Which library to write a parser

Hi,

I need to write an easy parser and i don’t know if i can use an existing
library.

Thanks

thomas carlier писал 16.01.2012 11:48:

Hi,

I need to write an easy parser and i don’t know if i can use an
existing
library.

Thanks

Try Treetop:
http://treetop.rubyforge.org/

You may find one of my blog posts useful:
http://whitequark.org/blog/2011/09/08/treetop-typical-errors/

Try Treetop:
http://treetop.rubyforge.org/

And then try parslet:
http://kschiess.github.com/parslet/

k

Peter Z. wrote in post #1041059:

thomas carlier писал 16.01.2012 11:48:

Hi,

I need to write an easy parser and i don’t know if i can use an
existing
library.

Thanks

Try Treetop:
http://treetop.rubyforge.org/

You may find one of my blog posts useful:
http://whitequark.org/blog/2011/09/08/treetop-typical-errors/

Thanks and nice blog, very useful informations.
I’ll try treetop

Gotta give a nod to kpeg:

Tony A. писал 16.01.2012 12:47:

And then try parslet:

http://kschiess.github.com/**parslet/http://kschiess.github.com/parslet/

k

Is there a PEG parser around here which does not keep all the symbols
each in
its own node? Or, maybe, any one which is faster than a dying snail?
Just
wondering.

Kaspar S. wrote in post #1041114:

Is there a PEG parser around here which does not keep all the symbols
each in
its own node? Or, maybe, any one which is faster than a dying snail? Just
wondering.

As one of the authors of one of these libraries which are slow as a
dying snail, I am wondering: How do you measure? Would you like to
contribute your benchmark, so that our (quite extensive) optimization
efforts can go your way? And finally, what is the ground speed of a
dying snail?

--

▶ _Short task A_
Pick out every line of the rows that contains the word "blouse", matching case exactly, and copy each one.

Location labeling rows:
--

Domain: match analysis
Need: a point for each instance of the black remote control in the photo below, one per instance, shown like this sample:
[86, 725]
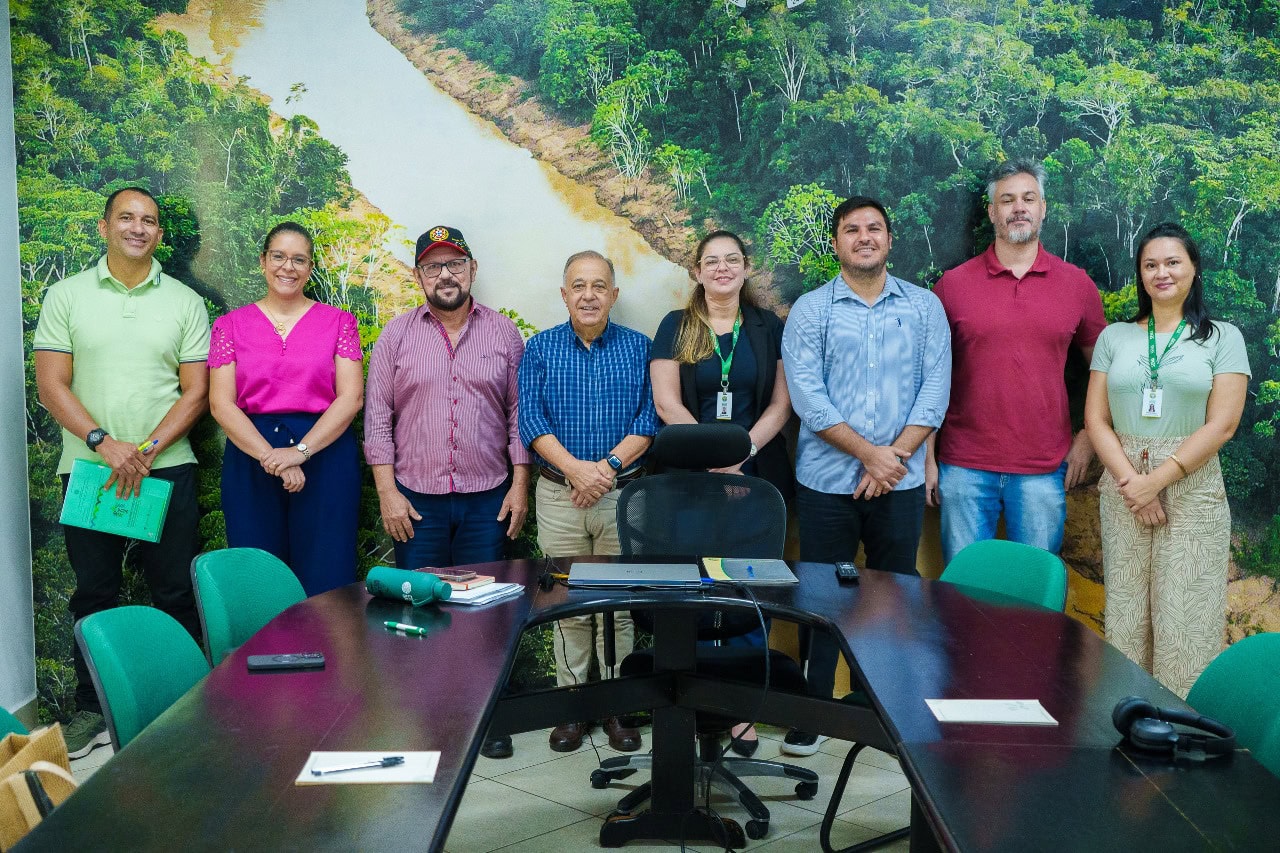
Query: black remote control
[300, 661]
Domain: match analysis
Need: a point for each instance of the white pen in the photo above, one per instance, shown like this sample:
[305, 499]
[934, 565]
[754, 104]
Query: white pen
[389, 761]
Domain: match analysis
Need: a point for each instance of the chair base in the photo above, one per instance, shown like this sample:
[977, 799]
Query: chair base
[828, 820]
[726, 778]
[698, 825]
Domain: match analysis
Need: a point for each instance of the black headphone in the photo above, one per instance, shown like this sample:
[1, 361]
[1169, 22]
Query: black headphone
[1151, 730]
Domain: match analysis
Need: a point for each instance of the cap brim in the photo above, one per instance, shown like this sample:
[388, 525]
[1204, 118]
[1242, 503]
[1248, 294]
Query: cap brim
[442, 242]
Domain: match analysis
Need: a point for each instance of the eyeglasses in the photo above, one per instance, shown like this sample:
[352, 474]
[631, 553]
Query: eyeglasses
[732, 261]
[279, 259]
[456, 267]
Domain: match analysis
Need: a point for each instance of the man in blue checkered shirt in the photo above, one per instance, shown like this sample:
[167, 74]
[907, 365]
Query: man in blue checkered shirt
[586, 413]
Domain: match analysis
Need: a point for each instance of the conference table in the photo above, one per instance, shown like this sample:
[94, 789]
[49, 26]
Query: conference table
[218, 769]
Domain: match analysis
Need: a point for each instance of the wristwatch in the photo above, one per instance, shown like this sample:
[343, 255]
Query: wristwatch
[95, 438]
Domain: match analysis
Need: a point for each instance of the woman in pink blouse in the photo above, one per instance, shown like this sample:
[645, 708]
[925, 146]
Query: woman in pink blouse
[284, 383]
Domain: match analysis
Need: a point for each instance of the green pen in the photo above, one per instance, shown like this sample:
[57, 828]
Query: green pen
[407, 629]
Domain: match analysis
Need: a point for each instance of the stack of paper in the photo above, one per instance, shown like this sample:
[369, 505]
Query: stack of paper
[1028, 712]
[485, 594]
[760, 573]
[87, 505]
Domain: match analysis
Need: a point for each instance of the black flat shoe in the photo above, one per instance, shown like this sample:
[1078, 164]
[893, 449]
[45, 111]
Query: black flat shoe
[497, 748]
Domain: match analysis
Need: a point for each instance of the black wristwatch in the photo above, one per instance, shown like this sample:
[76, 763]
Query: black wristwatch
[95, 438]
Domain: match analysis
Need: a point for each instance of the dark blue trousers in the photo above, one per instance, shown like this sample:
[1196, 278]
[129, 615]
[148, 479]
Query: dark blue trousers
[831, 529]
[312, 530]
[457, 529]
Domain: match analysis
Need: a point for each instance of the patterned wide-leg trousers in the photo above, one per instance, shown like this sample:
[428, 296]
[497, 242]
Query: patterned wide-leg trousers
[1166, 585]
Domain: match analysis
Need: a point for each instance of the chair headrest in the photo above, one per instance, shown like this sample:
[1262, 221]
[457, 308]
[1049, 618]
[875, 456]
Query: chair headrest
[699, 446]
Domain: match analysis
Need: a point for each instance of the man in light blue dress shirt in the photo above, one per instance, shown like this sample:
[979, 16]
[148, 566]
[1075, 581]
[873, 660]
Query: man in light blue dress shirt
[868, 363]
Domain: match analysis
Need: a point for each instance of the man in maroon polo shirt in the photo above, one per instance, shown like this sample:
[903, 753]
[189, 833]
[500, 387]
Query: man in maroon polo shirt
[1014, 310]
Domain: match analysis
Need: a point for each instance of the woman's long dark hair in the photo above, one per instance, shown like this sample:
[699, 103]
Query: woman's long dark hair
[1193, 309]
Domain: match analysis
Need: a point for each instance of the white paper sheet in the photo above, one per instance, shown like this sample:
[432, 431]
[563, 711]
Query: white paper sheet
[417, 767]
[1010, 712]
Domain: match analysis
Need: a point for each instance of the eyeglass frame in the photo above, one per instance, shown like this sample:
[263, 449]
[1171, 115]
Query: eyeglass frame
[462, 263]
[280, 259]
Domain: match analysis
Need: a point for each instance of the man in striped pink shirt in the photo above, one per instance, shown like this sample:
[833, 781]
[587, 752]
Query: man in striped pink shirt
[440, 422]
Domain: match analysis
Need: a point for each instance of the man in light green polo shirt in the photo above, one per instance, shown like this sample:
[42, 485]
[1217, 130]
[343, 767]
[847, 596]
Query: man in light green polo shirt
[120, 352]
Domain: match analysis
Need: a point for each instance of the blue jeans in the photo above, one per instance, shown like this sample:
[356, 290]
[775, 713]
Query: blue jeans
[456, 529]
[832, 527]
[1034, 507]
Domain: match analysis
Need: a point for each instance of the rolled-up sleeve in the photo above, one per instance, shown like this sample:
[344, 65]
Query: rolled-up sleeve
[516, 450]
[931, 402]
[801, 361]
[533, 416]
[379, 398]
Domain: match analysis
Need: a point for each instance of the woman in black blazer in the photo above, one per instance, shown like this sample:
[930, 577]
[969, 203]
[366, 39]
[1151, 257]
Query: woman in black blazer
[720, 359]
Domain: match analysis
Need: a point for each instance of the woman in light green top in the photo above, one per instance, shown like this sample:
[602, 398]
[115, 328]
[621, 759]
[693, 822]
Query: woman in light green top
[1166, 392]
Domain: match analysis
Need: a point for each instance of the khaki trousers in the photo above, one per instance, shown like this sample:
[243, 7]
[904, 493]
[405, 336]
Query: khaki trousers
[1166, 585]
[565, 530]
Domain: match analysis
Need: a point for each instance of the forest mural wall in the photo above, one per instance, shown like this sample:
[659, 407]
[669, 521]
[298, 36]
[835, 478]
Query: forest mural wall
[676, 114]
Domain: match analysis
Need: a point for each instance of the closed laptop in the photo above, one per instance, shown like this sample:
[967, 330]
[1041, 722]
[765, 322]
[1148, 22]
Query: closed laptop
[634, 574]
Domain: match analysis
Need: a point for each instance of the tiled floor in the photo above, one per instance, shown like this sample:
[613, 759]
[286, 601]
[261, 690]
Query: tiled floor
[543, 802]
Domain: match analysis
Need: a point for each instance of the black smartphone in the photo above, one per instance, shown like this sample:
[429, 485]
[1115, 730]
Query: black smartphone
[846, 573]
[296, 661]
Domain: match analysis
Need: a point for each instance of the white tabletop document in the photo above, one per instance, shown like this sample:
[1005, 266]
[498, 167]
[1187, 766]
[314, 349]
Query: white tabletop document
[1010, 712]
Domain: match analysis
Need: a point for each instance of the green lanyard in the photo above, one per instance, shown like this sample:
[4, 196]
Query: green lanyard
[1151, 347]
[726, 363]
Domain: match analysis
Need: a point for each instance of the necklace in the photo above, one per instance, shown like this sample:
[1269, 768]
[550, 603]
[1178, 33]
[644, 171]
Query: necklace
[275, 323]
[280, 329]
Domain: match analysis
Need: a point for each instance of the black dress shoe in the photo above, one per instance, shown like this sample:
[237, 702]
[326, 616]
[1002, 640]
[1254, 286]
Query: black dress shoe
[497, 747]
[567, 737]
[621, 738]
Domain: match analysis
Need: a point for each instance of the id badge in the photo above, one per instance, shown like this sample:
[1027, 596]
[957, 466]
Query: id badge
[1151, 401]
[723, 405]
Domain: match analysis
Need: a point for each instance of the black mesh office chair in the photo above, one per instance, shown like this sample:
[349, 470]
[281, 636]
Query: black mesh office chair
[727, 515]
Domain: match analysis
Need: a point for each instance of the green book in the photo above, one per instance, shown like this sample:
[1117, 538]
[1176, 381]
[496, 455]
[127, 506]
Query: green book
[87, 505]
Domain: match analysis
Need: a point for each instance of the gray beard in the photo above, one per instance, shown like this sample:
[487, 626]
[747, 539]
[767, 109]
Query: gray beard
[448, 305]
[1020, 235]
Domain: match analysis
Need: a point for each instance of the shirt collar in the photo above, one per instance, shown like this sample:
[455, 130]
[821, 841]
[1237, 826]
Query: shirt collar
[104, 276]
[426, 311]
[995, 268]
[600, 341]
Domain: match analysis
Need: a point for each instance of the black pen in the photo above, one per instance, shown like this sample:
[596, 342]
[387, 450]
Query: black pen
[389, 761]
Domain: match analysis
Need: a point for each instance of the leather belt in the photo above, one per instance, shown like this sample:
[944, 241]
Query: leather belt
[556, 477]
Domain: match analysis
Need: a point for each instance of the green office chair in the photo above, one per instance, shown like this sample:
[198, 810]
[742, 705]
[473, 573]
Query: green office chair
[141, 661]
[9, 724]
[238, 591]
[1013, 569]
[1239, 688]
[1009, 569]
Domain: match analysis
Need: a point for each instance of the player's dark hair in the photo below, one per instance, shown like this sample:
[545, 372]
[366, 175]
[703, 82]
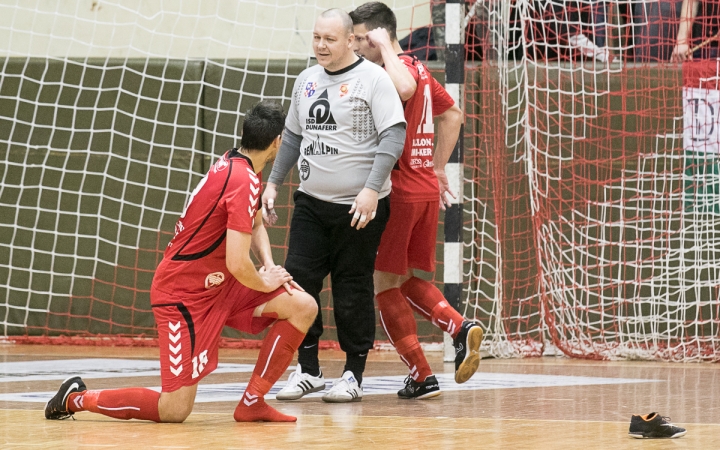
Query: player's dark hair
[375, 15]
[263, 123]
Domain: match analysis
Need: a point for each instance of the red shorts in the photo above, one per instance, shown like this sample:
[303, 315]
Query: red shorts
[189, 329]
[409, 238]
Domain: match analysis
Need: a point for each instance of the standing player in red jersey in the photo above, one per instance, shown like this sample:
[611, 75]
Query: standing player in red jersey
[207, 280]
[408, 242]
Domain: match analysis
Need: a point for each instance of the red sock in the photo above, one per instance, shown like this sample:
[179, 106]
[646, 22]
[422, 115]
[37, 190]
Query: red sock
[397, 319]
[276, 352]
[429, 302]
[129, 403]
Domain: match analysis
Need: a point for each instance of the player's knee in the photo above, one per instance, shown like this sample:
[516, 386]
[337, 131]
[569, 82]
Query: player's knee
[176, 415]
[305, 308]
[175, 408]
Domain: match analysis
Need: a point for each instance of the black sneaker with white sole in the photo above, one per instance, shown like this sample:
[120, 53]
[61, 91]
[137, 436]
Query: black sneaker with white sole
[467, 351]
[654, 426]
[420, 390]
[56, 408]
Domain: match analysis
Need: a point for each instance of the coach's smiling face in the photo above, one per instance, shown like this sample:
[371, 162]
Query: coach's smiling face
[332, 44]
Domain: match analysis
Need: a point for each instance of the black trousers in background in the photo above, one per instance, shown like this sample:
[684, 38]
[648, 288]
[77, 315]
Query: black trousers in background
[322, 242]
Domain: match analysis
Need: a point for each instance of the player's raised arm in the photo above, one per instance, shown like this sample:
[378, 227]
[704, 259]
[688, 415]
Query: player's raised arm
[449, 124]
[286, 158]
[389, 149]
[260, 242]
[402, 79]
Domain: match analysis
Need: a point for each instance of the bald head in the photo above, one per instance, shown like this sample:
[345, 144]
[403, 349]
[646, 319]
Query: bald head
[344, 18]
[333, 40]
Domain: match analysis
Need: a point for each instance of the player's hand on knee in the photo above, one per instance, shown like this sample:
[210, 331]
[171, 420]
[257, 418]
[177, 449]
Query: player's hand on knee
[364, 208]
[291, 286]
[268, 200]
[274, 277]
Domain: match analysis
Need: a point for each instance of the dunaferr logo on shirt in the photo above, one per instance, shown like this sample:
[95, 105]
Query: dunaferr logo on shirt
[319, 148]
[214, 279]
[220, 165]
[320, 118]
[310, 89]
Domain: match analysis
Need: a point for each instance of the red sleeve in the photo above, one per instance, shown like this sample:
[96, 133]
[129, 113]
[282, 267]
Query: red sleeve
[441, 99]
[410, 66]
[242, 197]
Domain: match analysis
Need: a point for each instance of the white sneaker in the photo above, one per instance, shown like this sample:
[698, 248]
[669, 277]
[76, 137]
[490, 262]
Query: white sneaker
[345, 390]
[589, 49]
[300, 384]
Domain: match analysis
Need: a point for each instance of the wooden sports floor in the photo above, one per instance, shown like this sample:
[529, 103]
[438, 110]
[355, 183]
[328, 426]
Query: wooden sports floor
[539, 403]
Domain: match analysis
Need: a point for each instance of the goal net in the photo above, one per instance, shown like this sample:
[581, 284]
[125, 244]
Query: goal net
[111, 111]
[606, 199]
[591, 177]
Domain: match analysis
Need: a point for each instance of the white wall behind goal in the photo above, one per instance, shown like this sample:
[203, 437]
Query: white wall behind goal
[263, 29]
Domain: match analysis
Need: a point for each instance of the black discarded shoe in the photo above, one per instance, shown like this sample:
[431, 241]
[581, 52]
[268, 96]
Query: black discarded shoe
[654, 426]
[467, 351]
[56, 408]
[420, 390]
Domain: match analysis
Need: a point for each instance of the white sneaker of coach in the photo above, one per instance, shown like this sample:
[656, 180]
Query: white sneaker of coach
[589, 49]
[344, 390]
[300, 384]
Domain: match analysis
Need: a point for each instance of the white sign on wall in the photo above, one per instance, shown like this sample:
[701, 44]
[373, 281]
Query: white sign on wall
[701, 120]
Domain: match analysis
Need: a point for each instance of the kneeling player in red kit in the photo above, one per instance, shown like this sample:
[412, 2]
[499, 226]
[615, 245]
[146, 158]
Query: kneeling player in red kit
[207, 280]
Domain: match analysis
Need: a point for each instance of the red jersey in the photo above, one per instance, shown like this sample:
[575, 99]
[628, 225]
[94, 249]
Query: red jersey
[226, 199]
[413, 179]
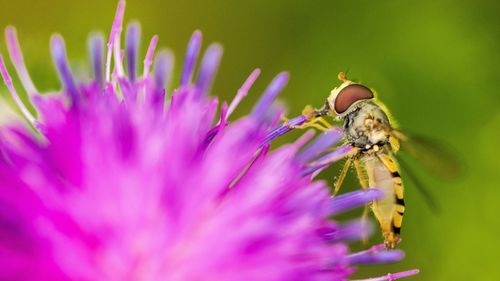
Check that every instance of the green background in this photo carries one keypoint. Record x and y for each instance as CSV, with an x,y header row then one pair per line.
x,y
435,64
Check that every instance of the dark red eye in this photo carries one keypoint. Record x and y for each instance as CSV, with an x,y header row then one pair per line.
x,y
350,95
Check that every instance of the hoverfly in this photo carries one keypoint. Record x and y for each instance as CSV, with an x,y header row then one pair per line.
x,y
374,140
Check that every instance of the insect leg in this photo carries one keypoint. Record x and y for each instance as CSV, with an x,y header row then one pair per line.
x,y
318,123
342,175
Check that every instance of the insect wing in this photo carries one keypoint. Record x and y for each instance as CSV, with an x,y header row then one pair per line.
x,y
435,157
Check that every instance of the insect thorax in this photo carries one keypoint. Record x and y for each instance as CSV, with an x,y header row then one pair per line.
x,y
367,126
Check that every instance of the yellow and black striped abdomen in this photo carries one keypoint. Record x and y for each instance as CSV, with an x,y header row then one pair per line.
x,y
383,173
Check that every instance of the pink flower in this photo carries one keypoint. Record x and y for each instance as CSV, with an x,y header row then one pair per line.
x,y
121,180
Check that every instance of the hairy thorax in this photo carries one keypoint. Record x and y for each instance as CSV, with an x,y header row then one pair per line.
x,y
367,127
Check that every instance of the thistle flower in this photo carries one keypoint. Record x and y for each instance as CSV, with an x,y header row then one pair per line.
x,y
118,179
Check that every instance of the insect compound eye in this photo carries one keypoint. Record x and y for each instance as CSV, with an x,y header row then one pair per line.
x,y
351,94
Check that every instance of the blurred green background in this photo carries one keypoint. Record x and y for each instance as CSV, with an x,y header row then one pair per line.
x,y
435,64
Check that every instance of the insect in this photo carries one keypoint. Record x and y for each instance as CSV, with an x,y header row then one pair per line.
x,y
374,142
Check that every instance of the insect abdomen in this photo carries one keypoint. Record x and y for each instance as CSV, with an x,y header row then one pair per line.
x,y
383,173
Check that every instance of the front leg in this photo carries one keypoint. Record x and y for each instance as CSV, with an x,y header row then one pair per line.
x,y
314,120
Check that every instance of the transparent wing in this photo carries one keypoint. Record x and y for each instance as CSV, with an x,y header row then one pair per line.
x,y
426,194
437,158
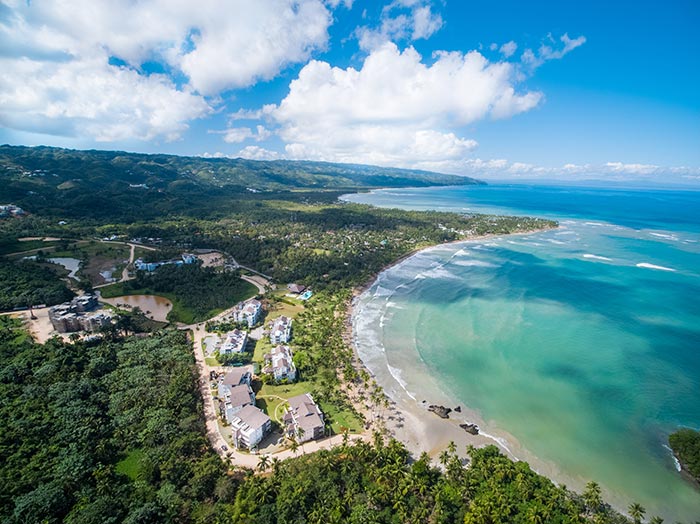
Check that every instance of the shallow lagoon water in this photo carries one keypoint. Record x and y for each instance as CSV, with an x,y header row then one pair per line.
x,y
583,343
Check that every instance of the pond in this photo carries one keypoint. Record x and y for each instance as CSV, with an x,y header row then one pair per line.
x,y
154,306
71,264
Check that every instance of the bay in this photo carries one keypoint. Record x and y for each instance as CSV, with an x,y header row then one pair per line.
x,y
581,343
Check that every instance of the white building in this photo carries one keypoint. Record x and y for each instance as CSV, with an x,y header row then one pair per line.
x,y
248,312
279,364
281,330
234,342
249,425
234,399
304,419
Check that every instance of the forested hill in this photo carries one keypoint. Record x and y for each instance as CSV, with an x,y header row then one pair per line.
x,y
64,182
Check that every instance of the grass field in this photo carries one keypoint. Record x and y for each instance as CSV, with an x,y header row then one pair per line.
x,y
341,420
131,464
15,246
179,313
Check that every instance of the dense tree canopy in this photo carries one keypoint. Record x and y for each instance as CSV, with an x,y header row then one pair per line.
x,y
686,446
25,283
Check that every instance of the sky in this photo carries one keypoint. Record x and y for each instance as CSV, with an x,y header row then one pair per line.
x,y
497,90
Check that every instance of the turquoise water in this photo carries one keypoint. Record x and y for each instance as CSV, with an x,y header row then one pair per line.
x,y
582,343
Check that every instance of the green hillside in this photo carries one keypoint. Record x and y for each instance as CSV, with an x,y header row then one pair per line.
x,y
113,184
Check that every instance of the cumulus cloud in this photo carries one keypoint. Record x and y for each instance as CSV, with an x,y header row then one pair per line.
x,y
401,20
547,52
91,98
235,135
395,110
501,169
87,69
508,49
258,153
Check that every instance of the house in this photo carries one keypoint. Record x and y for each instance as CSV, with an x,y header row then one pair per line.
x,y
241,375
248,312
235,392
234,342
296,288
304,419
189,258
249,425
186,258
279,364
74,315
234,399
281,330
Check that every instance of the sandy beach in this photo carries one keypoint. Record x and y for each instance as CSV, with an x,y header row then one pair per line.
x,y
408,419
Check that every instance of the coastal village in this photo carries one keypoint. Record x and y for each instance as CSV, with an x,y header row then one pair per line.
x,y
256,400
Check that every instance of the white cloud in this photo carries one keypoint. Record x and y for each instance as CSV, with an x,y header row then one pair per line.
x,y
258,153
547,52
91,98
501,169
637,169
425,23
236,135
395,110
508,49
401,20
241,42
80,69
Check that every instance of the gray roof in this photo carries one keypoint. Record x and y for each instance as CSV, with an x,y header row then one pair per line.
x,y
240,395
253,417
235,377
307,412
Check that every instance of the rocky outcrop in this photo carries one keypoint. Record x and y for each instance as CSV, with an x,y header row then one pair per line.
x,y
470,428
440,411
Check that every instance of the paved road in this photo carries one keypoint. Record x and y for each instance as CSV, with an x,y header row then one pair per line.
x,y
210,413
125,272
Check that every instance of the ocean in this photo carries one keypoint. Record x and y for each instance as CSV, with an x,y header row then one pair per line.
x,y
578,347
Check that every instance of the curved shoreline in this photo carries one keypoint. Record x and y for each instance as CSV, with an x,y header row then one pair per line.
x,y
424,431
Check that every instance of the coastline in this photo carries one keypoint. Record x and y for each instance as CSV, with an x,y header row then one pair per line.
x,y
419,429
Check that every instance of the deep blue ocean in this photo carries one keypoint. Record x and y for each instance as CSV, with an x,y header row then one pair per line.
x,y
581,343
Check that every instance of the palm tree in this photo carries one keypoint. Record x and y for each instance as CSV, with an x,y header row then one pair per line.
x,y
452,447
444,458
592,496
263,463
294,446
300,433
636,512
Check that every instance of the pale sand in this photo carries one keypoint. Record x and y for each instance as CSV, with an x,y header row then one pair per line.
x,y
154,306
213,259
409,421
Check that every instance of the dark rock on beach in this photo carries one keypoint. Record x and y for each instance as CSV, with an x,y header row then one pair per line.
x,y
470,428
440,411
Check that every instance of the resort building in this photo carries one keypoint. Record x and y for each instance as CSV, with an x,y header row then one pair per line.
x,y
296,288
279,364
281,330
235,393
248,312
304,419
249,425
185,258
233,399
73,316
240,375
234,342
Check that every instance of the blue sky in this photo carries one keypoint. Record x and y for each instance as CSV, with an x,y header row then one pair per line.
x,y
518,90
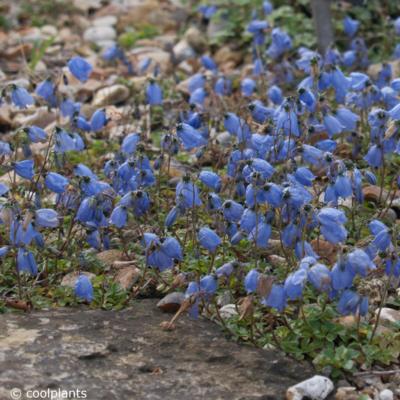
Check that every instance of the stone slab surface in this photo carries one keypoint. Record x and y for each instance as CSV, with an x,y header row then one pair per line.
x,y
125,355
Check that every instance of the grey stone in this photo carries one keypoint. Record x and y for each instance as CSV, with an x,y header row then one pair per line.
x,y
98,34
126,355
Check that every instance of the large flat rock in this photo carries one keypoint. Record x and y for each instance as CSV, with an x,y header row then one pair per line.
x,y
126,355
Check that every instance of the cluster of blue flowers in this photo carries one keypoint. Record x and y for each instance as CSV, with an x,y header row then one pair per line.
x,y
271,188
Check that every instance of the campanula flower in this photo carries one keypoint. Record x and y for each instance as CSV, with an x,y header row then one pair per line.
x,y
36,134
154,94
172,216
211,180
260,113
281,42
80,68
208,63
5,149
119,217
392,267
198,97
261,234
382,236
251,281
320,277
343,187
98,121
189,137
129,143
196,81
226,269
332,125
47,218
69,108
24,169
45,90
275,95
84,288
248,87
267,7
4,251
26,262
350,26
81,123
56,182
347,119
187,194
209,239
232,211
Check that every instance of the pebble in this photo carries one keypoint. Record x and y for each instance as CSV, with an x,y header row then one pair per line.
x,y
388,316
228,311
127,277
183,51
108,20
386,394
98,34
195,39
316,388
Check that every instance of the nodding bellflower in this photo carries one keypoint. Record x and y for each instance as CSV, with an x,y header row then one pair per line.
x,y
80,68
209,239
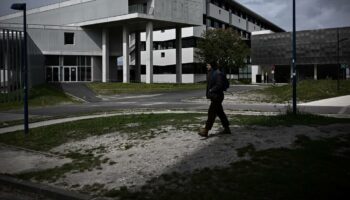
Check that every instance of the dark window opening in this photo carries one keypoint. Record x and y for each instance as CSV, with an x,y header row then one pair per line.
x,y
52,61
68,38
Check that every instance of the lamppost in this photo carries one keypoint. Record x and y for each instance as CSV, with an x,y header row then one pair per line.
x,y
338,70
23,7
294,64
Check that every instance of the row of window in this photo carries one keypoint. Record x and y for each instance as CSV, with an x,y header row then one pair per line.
x,y
171,44
53,60
214,23
224,5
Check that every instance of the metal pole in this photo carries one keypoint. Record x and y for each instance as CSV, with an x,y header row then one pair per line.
x,y
294,63
338,63
25,67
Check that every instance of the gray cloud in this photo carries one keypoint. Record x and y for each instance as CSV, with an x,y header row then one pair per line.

--

▶ _Short task B_
Resume the forum thread on choosing a parser library, starting right after its last line.

▶ _Right answer A_
Need: a point for each instance of the woman in pink blouse in the photo above, one per instance, shown like this sample:
Query: woman in pink blouse

▶ _Right answer B_
My measurements (to contribute to the thread as well) are here:
press play on tape – Parslet and its friends

k

Hi,

Which one will you recommend for a simple grammar like

expressions : expression+
;
expression : [{]content+[}]
;
content : token
| TOKEN[|]content
|TOKEN[|]expression
;
TOKEN : .*
;

The grammar is not correct, but you’ll understand the main idea

Example : some text {text {text|text}} some text {text|text|text}

input size [100 - 5000] chars

On Jan 17, 2012, at 19:18 , thomas carlier wrote:

TOKEN : .*
;

The grammar is not correct, but you’ll understand the main idea

Example : some text {text {text|text}} some text {text|text|text}

input size [100 - 5000] chars

Write your own by hand. It’ll be faster and smaller than anything
mentioned above.

http://www.ethoberon.ethz.ch/WirthPubl/CBEAll.pdf

On 18.01.12 05:07, Ryan D. wrote:

Write your own by hand. It’ll be faster

And for another definition of faster (faster to code): parslet.

greetings,
k

Is there a PEG parser around here which does not keep all the symbols
each in
its own node? Or, maybe, any one which is faster than a dying snail? Just
wondering.

As one of the authors of one of these libraries which are slow as a
dying snail, I am wondering: How do you measure? Would you like to
contribute your benchmark, so that our (quite extensive) optimization
efforts can go your way? And finally, what is the ground speed of a
dying snail?

My measurements (to contribute to the thread as well) are here:
http://blog.absurd.li/2011/02/02/parslet_and_its_friends.html

k

Kaspar S. wrote in post #1042425:

On 18.01.12 05:07, Ryan D. wrote:

Write your own by hand. It’ll be faster

And for another definition of faster (faster to code): parslet.

greetings,
k
Hello,

I tried out parslet today, and I really appreciate its design (i.e.,
what parsers look like) as well as the beautiful webpage you built.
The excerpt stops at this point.